[[ INFORMATION PROVIDED open ]]

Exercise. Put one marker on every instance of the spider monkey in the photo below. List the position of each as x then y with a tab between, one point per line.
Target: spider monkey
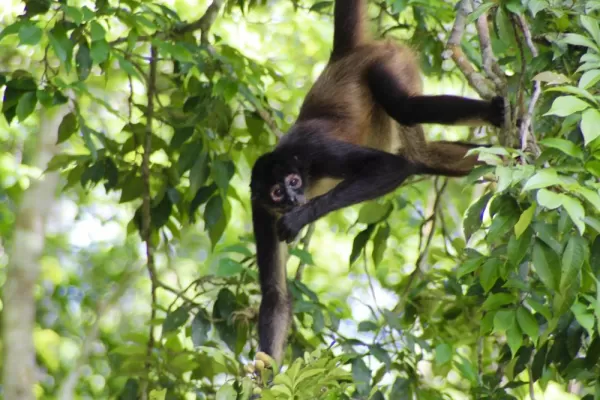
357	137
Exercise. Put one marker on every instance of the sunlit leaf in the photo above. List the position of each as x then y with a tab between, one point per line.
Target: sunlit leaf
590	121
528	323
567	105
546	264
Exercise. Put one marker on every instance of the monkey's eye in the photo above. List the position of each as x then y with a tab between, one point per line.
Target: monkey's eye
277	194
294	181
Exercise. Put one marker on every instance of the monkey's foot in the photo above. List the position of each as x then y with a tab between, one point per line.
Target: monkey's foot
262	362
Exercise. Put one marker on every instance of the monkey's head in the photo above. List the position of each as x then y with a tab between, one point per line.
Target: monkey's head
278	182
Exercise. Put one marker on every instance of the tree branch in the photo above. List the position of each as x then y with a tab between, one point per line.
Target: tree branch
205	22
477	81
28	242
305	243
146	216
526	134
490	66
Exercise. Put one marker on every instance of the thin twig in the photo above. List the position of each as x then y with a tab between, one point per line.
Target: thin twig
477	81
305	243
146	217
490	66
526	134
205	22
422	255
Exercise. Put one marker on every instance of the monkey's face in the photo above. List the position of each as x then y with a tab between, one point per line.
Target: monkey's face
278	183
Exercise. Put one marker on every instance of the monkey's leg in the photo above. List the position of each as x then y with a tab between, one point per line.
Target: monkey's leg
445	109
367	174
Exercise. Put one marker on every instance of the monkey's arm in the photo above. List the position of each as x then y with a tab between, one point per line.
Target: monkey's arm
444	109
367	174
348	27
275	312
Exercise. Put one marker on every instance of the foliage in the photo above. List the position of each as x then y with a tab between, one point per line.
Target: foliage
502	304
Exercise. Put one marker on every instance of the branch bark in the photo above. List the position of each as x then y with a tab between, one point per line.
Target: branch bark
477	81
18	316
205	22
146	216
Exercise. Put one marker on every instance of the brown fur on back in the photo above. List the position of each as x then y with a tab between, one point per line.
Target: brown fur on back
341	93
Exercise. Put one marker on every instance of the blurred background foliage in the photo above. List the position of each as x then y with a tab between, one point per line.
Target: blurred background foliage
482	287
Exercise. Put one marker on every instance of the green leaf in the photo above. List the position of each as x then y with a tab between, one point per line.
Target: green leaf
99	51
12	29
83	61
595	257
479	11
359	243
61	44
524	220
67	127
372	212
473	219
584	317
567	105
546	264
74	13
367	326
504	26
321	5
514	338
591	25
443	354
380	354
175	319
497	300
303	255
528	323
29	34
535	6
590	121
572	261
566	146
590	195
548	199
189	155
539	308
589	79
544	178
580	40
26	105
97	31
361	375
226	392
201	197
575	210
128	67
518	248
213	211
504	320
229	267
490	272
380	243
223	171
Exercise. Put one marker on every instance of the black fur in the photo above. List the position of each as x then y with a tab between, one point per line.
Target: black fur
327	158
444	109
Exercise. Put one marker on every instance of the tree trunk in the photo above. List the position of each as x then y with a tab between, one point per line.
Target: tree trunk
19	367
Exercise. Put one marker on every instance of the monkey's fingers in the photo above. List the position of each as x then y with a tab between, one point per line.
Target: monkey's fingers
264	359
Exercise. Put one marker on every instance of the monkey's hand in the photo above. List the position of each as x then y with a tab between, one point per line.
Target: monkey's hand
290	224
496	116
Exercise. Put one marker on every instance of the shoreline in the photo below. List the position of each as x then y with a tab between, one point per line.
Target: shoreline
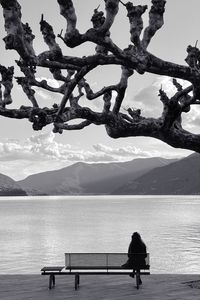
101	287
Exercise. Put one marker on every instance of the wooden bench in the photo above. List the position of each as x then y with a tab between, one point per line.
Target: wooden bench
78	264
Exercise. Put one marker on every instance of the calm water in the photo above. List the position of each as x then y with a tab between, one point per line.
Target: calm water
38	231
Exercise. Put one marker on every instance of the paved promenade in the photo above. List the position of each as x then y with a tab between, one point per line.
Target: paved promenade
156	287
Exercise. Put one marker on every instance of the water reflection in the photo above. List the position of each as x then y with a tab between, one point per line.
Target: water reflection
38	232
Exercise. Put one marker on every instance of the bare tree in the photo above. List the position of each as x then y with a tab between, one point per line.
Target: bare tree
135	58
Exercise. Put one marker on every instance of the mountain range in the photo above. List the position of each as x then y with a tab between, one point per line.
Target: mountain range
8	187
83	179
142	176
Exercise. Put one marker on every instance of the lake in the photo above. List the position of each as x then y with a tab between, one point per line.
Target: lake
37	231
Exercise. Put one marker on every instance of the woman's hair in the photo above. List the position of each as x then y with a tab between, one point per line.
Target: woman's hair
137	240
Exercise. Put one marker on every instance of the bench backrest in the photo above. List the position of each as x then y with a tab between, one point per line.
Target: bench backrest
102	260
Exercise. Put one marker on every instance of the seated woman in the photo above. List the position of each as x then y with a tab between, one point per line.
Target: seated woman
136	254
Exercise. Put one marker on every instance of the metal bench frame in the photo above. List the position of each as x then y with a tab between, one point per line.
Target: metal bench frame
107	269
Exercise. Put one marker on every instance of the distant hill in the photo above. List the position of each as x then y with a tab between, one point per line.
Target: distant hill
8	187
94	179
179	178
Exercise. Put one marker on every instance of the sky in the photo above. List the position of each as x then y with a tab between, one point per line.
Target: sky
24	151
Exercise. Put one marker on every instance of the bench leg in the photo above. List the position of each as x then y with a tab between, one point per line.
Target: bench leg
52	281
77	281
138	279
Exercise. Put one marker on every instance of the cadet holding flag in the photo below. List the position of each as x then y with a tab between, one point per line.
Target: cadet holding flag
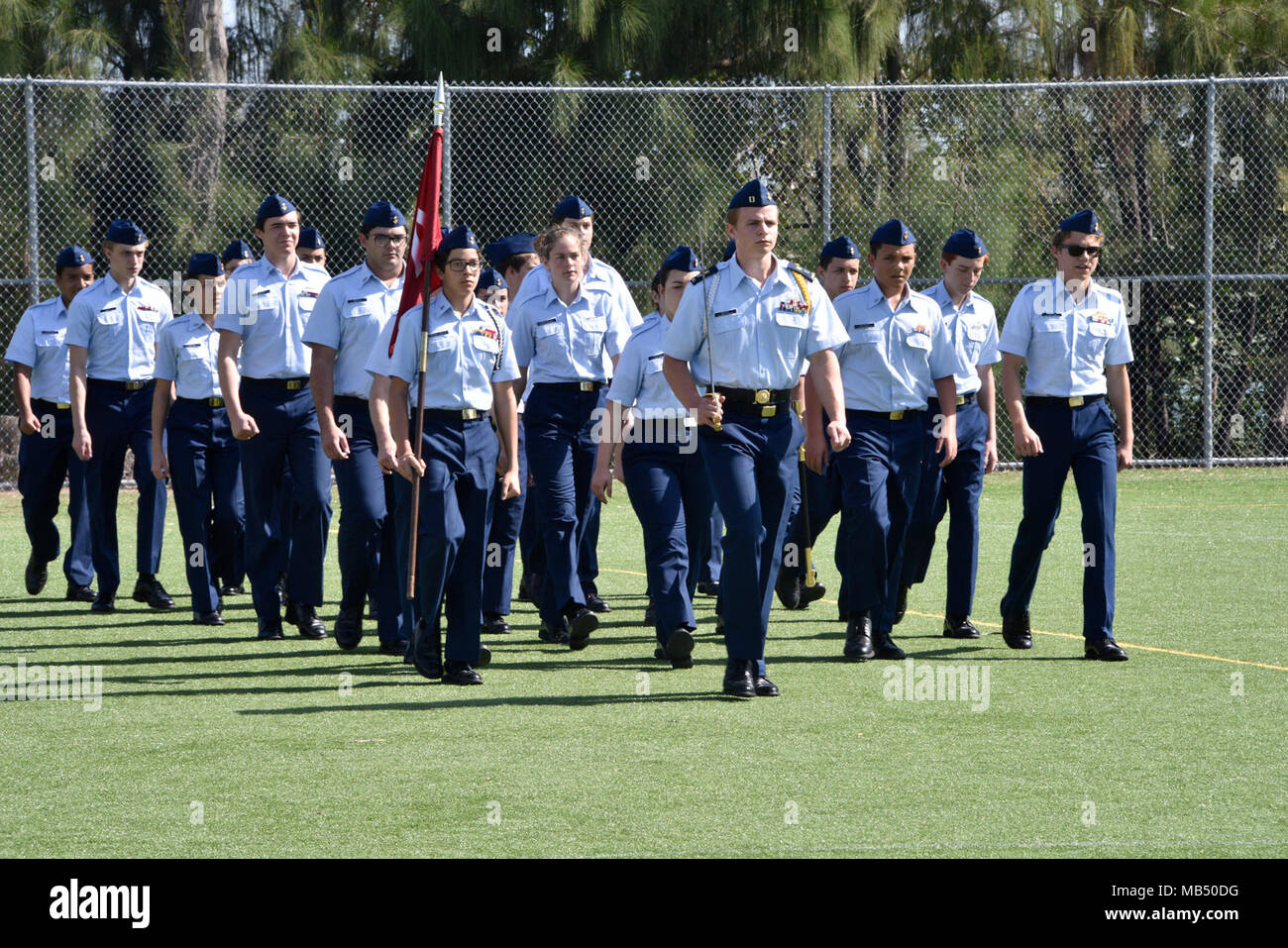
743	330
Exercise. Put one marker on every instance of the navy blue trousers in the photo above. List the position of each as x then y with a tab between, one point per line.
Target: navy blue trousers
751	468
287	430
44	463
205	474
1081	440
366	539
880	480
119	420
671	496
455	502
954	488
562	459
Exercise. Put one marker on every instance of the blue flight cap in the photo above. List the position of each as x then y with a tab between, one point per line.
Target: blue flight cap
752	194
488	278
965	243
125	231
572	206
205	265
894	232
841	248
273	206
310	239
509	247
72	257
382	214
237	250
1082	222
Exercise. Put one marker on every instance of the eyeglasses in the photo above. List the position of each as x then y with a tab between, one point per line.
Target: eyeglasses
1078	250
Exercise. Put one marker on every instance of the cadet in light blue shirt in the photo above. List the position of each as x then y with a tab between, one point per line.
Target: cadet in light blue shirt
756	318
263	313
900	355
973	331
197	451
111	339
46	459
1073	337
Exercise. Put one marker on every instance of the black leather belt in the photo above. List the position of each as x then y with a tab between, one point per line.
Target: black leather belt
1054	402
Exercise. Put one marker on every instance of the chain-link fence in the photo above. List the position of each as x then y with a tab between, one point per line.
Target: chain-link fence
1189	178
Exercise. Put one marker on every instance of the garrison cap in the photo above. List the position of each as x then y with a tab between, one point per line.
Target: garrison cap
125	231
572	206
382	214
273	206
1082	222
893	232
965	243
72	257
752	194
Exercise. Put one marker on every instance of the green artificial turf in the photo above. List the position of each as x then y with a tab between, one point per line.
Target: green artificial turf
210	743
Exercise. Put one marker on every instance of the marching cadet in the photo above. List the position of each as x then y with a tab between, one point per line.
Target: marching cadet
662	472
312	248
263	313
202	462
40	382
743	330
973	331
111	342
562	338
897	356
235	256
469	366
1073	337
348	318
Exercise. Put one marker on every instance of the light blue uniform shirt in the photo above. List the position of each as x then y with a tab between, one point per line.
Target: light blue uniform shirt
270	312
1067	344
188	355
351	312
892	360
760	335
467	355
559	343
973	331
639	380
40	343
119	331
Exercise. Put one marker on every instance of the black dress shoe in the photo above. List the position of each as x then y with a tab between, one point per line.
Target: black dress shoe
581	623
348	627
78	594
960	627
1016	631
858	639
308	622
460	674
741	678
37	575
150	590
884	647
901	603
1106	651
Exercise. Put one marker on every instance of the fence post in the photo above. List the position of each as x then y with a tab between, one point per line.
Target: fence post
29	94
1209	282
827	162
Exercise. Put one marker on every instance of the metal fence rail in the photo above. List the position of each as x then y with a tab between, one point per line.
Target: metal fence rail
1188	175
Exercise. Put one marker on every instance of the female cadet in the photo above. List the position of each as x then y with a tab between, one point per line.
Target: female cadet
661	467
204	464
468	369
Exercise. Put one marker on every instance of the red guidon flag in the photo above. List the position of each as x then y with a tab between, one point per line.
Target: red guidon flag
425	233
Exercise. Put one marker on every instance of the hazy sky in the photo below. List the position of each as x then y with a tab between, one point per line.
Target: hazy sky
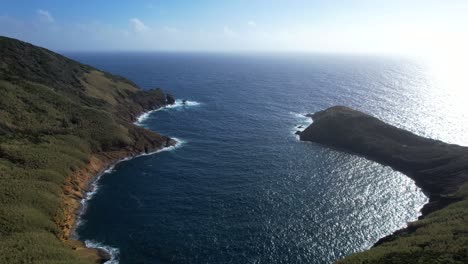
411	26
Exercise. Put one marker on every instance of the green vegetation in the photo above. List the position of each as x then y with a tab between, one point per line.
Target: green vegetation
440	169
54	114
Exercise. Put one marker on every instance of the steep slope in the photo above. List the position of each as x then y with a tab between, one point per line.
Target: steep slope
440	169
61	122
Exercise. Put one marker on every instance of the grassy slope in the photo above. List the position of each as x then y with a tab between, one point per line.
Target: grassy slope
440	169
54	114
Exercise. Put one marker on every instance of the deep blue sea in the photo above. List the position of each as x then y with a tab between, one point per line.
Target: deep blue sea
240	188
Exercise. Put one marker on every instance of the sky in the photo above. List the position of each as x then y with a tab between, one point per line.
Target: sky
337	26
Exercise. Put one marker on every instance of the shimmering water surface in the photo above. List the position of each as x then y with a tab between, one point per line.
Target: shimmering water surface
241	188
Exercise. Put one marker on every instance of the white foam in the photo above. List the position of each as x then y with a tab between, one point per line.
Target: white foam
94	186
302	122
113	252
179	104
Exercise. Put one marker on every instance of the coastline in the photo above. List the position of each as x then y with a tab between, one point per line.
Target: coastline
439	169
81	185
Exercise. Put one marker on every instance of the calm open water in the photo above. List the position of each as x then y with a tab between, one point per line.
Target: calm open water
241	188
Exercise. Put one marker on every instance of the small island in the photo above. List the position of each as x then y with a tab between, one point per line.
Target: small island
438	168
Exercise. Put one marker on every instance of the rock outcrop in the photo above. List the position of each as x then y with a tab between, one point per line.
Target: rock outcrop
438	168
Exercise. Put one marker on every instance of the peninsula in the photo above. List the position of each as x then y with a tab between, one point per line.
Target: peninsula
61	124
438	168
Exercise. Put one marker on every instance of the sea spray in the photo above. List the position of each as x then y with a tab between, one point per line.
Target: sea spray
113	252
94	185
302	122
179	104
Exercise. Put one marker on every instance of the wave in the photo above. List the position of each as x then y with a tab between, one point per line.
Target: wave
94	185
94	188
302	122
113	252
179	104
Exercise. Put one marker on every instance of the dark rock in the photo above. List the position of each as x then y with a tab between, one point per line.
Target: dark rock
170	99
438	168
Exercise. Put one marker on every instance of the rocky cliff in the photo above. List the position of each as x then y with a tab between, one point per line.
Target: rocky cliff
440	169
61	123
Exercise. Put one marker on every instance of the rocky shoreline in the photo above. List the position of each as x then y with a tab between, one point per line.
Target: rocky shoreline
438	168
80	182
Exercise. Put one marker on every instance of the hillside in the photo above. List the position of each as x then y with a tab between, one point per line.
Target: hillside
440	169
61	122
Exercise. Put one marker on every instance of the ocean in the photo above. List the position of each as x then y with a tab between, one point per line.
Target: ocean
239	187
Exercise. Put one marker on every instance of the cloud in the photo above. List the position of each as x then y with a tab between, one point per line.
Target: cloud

[[ INFORMATION PROVIDED closed ]]

PROBLEM TO SOLVE:
Gather all lines of the records that include the word "cloud".

ANSWER FOR THE TASK:
Exercise. Put one marker on every instance of the cloud in the photo above. List the position of each as x then y with a tab between, one point per line.
Target: cloud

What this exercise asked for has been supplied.